**Directions:** Copy every record below, exactly as written.

**Exercise input:**
⁂
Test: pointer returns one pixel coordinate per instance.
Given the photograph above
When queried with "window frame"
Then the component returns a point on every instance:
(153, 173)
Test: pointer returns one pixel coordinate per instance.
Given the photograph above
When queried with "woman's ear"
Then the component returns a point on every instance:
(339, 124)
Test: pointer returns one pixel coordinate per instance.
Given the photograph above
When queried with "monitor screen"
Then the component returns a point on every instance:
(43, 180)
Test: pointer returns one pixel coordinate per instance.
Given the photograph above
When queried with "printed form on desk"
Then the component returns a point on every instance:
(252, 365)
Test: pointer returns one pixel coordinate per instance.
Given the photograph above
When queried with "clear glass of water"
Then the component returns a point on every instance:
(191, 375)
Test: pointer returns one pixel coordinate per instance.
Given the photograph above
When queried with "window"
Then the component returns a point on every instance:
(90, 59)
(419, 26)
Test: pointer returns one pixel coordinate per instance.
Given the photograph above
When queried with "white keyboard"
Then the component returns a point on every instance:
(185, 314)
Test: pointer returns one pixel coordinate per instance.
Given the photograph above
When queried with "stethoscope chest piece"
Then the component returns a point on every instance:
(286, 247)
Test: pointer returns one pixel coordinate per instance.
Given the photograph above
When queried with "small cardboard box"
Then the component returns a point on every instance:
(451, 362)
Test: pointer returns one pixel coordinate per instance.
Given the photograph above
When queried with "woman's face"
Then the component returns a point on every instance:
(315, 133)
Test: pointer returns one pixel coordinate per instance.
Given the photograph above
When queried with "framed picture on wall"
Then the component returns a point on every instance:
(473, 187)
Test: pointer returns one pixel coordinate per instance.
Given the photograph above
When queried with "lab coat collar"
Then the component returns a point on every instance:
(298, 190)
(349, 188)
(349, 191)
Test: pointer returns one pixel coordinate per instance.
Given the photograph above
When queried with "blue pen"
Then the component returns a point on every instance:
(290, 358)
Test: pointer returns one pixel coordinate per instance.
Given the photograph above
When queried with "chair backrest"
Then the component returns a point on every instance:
⁂
**Worked answer:**
Test: pointer returns one pixel coordinate per instance.
Given the photograph above
When queried with "window frame"
Then the component returns a point on every instance:
(153, 173)
Test: pointer returns one pixel coordinate per instance.
Given the photograph above
When queried with "woman's ear"
Then the component returns a point on every instance:
(339, 124)
Test: pointer returns one pixel coordinate per instance.
Given the photograph above
When queried with "monitor screen"
Then the component returns a point on every instance:
(43, 180)
Test: pointer returns one pixel coordinate per instance.
Given the photograph above
When queried with "printed form on desk"
Then the component returns a point on every instance:
(252, 365)
Test: pointer returns one pixel coordinate per instance.
Given the photograph above
When queried with "clear glass of water"
Then the component returns a point on every instance:
(191, 375)
Test: pointer returns one pixel coordinate per instance.
Given the photograph above
When queried with "window"
Then the component returns a point on every instance:
(90, 59)
(419, 26)
Test: pointer returns one pixel coordinate per instance.
Given the photograph above
When queried with "white keyboard"
Then the component returns a point on every instance:
(185, 314)
Test: pointer returns one pixel coordinate per instance.
Given the photograph above
When queried with "stethoscope chest piece"
Then the component returns a point on every instance:
(286, 247)
Test: pointer returns one pixel coordinate per instance.
Given the photograph above
When queried with "small cardboard box"
Then the component returns a point on every instance:
(451, 362)
Test: pointer returns one pixel coordinate per instance.
Given the photograph above
When queried with "woman's face"
Then the component returns a point on every instance:
(315, 133)
Test: pointer returns one pixel coordinate per instance.
Given the photograph above
When queried with "framed picture on wall"
Then the component returns a point on every instance:
(473, 187)
Test: pointer returns one pixel coordinate per instance.
Given the photograph above
When queried with "lab coat collar"
Then the component returns a point on every instance:
(298, 190)
(349, 188)
(349, 191)
Test: pointer returns one pixel coordinate per instance.
Given the photograph above
When queried with "blue pen"
Then the component returns a point on every instance:
(290, 358)
Test: pointer returns one pixel coordinate per instance.
Given the photograph above
When queried with "chair backrest"
Then the component returns a point on every instance:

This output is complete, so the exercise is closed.